>> Start

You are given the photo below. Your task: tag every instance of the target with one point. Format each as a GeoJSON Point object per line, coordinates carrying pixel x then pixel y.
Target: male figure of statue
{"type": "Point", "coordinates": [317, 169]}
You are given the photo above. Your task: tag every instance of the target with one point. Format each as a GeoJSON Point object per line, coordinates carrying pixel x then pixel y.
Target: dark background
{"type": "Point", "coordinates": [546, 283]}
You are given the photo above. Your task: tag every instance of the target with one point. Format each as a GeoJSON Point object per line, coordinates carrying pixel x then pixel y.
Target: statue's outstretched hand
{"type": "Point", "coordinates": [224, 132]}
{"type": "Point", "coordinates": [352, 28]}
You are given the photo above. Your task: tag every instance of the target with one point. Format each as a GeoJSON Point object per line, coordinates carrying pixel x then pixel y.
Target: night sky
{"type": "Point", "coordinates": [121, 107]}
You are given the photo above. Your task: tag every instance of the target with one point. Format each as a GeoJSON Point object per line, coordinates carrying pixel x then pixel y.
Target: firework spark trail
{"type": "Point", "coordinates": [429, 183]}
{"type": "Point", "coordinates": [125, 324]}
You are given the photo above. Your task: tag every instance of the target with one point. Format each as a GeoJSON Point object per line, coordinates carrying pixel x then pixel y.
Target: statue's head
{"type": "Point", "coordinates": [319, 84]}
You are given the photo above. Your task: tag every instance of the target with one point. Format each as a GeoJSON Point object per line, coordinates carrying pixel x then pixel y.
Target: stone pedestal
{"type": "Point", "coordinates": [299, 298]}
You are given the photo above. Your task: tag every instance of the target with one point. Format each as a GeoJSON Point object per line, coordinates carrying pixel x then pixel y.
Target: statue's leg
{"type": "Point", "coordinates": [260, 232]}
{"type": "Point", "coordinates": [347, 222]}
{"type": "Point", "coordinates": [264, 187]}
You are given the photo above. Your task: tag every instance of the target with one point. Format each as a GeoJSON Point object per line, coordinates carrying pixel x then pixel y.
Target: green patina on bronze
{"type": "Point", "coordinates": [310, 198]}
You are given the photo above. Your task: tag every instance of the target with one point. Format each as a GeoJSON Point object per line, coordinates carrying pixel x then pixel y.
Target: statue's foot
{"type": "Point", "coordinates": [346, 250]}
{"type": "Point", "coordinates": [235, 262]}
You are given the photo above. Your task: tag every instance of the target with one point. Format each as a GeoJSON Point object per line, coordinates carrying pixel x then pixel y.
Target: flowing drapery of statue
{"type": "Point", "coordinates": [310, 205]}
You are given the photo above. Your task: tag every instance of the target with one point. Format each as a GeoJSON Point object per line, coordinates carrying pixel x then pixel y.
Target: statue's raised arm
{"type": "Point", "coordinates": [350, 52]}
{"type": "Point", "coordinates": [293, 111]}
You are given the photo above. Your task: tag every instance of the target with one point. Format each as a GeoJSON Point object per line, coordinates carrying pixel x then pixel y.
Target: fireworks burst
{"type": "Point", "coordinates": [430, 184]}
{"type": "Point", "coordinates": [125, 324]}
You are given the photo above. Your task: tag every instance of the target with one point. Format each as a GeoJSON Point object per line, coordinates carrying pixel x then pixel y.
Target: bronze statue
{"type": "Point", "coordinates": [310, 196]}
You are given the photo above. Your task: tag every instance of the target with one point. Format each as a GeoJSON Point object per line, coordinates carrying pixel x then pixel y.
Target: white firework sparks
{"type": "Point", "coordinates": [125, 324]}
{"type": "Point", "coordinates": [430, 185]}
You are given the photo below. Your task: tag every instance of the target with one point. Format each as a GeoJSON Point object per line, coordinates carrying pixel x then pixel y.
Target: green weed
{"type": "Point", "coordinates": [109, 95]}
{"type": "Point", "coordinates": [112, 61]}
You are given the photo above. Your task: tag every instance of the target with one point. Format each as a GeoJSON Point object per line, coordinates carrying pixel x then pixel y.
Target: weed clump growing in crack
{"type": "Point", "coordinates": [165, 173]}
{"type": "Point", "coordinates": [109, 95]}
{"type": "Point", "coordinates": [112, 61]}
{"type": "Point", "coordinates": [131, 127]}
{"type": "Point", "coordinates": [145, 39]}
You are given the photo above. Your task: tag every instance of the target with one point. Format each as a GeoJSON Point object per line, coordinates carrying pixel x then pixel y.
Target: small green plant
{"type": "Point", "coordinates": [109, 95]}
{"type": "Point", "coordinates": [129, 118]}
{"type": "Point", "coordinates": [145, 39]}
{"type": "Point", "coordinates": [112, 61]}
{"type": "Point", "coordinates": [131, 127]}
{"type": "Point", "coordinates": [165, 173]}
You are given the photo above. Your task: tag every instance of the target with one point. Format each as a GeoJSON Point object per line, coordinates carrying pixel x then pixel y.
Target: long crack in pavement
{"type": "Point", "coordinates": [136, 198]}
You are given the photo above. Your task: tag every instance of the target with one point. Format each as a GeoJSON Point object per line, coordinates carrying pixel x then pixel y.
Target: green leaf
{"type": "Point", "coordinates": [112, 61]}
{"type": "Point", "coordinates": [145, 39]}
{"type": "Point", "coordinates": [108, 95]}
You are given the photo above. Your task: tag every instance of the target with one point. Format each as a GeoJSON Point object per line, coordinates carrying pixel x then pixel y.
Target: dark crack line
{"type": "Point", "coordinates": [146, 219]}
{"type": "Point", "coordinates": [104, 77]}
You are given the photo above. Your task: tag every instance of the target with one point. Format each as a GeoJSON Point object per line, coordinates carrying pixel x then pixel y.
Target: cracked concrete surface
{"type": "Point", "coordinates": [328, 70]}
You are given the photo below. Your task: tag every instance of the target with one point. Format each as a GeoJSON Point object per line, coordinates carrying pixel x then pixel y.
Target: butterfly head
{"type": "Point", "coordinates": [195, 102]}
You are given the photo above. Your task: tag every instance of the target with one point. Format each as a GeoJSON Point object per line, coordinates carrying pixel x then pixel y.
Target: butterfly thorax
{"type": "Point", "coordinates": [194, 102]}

>> End

• Your instructions: Return all of the entries word for word.

• Task solution:
You are given the photo below. Your task: tag every instance of the target with one point. Format each as a GeoJSON Point object per line, coordinates carrying pixel x then pixel y.
Target: male figure of statue
{"type": "Point", "coordinates": [317, 169]}
You are given the photo above. Your task: tag every instance of the target with one point. Format each as a GeoJSON Point object per line, coordinates carrying pixel x then pixel y.
Target: dark background
{"type": "Point", "coordinates": [546, 283]}
You are given the photo above. Your task: tag every instance of the target with one point. Format each as a GeoJSON Point object per line, coordinates carrying pixel x then pixel y.
Target: statue's outstretched hand
{"type": "Point", "coordinates": [224, 132]}
{"type": "Point", "coordinates": [352, 28]}
You are given the photo above. Your task: tag every instance of the target with one point. Format each as a GeoJSON Point object per line, coordinates carrying pixel x then pixel y.
Target: night sky
{"type": "Point", "coordinates": [121, 107]}
You are given the photo above. Your task: tag every instance of the target with one point. Format each as a GeoJSON Point object per line, coordinates carrying pixel x then pixel y.
Target: firework spark trail
{"type": "Point", "coordinates": [429, 183]}
{"type": "Point", "coordinates": [125, 324]}
You are given the photo above. Your task: tag every instance of the target with one point. Format each as a GeoJSON Point object per line, coordinates carrying pixel x then pixel y.
Target: statue's head
{"type": "Point", "coordinates": [319, 84]}
You are given the photo above. Your task: tag every instance of the target with one point. Format each as a GeoJSON Point object per line, coordinates carrying pixel x then pixel y.
Target: stone pedestal
{"type": "Point", "coordinates": [299, 298]}
You are given the photo above. Your task: tag every instance of the target with one point. Format each as a GeoJSON Point object per line, coordinates carrying pixel x then pixel y.
Target: statue's leg
{"type": "Point", "coordinates": [260, 232]}
{"type": "Point", "coordinates": [347, 222]}
{"type": "Point", "coordinates": [264, 187]}
You are given the photo above. Your task: tag every instance of the target with one point. Format each as a GeoJSON Point object per line, coordinates carrying pixel x then pixel y.
Target: green patina on bronze
{"type": "Point", "coordinates": [310, 198]}
You are given the photo above. Your task: tag every instance of the target with one point. Format each as a GeoJSON Point object per line, coordinates carrying pixel x then pixel y.
Target: statue's foot
{"type": "Point", "coordinates": [346, 250]}
{"type": "Point", "coordinates": [235, 262]}
You are given the photo above. Your task: tag every instance of the target with one point. Format each as a GeoJSON Point object per line, coordinates carrying pixel x then pixel y.
Target: flowing drapery of statue
{"type": "Point", "coordinates": [310, 205]}
You are given the photo above. Your task: tag every instance of the target with one point. Format each as a GeoJSON Point object per line, coordinates carrying pixel x then pixel y.
Target: statue's raised arm
{"type": "Point", "coordinates": [350, 52]}
{"type": "Point", "coordinates": [293, 111]}
You are given the photo above. Your task: tag every instance of the target with one point. Format each as a GeoJSON Point object per line, coordinates carrying pixel x then pixel y.
Target: fireworks burst
{"type": "Point", "coordinates": [430, 184]}
{"type": "Point", "coordinates": [125, 324]}
You are given the photo above. Your task: tag every instance of the target with one point. Format each as a GeoJSON Point object per line, coordinates carrying pixel x then pixel y.
Target: bronze statue
{"type": "Point", "coordinates": [310, 196]}
You are given the photo above. Your task: tag every instance of the target with one point. Format each as a GeoJSON Point object per line, coordinates carrying pixel x then pixel y.
Target: white firework sparks
{"type": "Point", "coordinates": [125, 324]}
{"type": "Point", "coordinates": [430, 185]}
You are given the photo below. Your task: tag every instance of the target with one point. Format each as a GeoJSON Point object per line, coordinates carrying pixel x then pixel y.
Target: green weed
{"type": "Point", "coordinates": [109, 95]}
{"type": "Point", "coordinates": [112, 61]}
You are given the photo above. Your task: tag every instance of the target with one point. Format each as a GeoJSON Point object per line, coordinates carrying pixel x then pixel y.
Target: weed clump growing in crack
{"type": "Point", "coordinates": [165, 173]}
{"type": "Point", "coordinates": [109, 95]}
{"type": "Point", "coordinates": [112, 61]}
{"type": "Point", "coordinates": [131, 127]}
{"type": "Point", "coordinates": [145, 39]}
You are given the photo above. Your task: tag every instance of the target with one point. Format each as a GeoJSON Point object per line, coordinates carrying pixel x then pixel y.
Target: small green plant
{"type": "Point", "coordinates": [109, 95]}
{"type": "Point", "coordinates": [129, 118]}
{"type": "Point", "coordinates": [145, 39]}
{"type": "Point", "coordinates": [112, 61]}
{"type": "Point", "coordinates": [131, 127]}
{"type": "Point", "coordinates": [165, 173]}
You are given the photo above. Your task: tag every instance of the target with one point. Format each as a GeoJSON Point object per line, coordinates carrying pixel x then pixel y.
Target: long crack in pavement
{"type": "Point", "coordinates": [136, 198]}
You are given the photo above. Your task: tag every instance of the target with one point. Format each as a GeoJSON Point object per line, coordinates carrying pixel x then pixel y.
Target: green leaf
{"type": "Point", "coordinates": [112, 61]}
{"type": "Point", "coordinates": [145, 39]}
{"type": "Point", "coordinates": [108, 95]}
You are given the photo above. Your task: tag every instance of the target with one point. Format each as a GeoJSON Point object per line, coordinates carrying pixel x then pixel y.
Target: dark crack line
{"type": "Point", "coordinates": [146, 219]}
{"type": "Point", "coordinates": [104, 77]}
You are given the photo above. Your task: tag every instance of the target with one point. Format each as a GeoJSON Point object per line, coordinates carrying pixel x then pixel y.
Target: cracked concrete surface
{"type": "Point", "coordinates": [328, 70]}
You are given the photo below. Your task: tag every instance of the target with one point. Format each as a GeoJSON Point object per line, coordinates carrying pixel x then pixel y.
Target: butterfly head
{"type": "Point", "coordinates": [195, 102]}
You are given the photo above. Your task: tag every instance of the target with one point. Format each as a GeoJSON Point object per line, coordinates carrying pixel x then pixel y.
Target: butterfly thorax
{"type": "Point", "coordinates": [194, 102]}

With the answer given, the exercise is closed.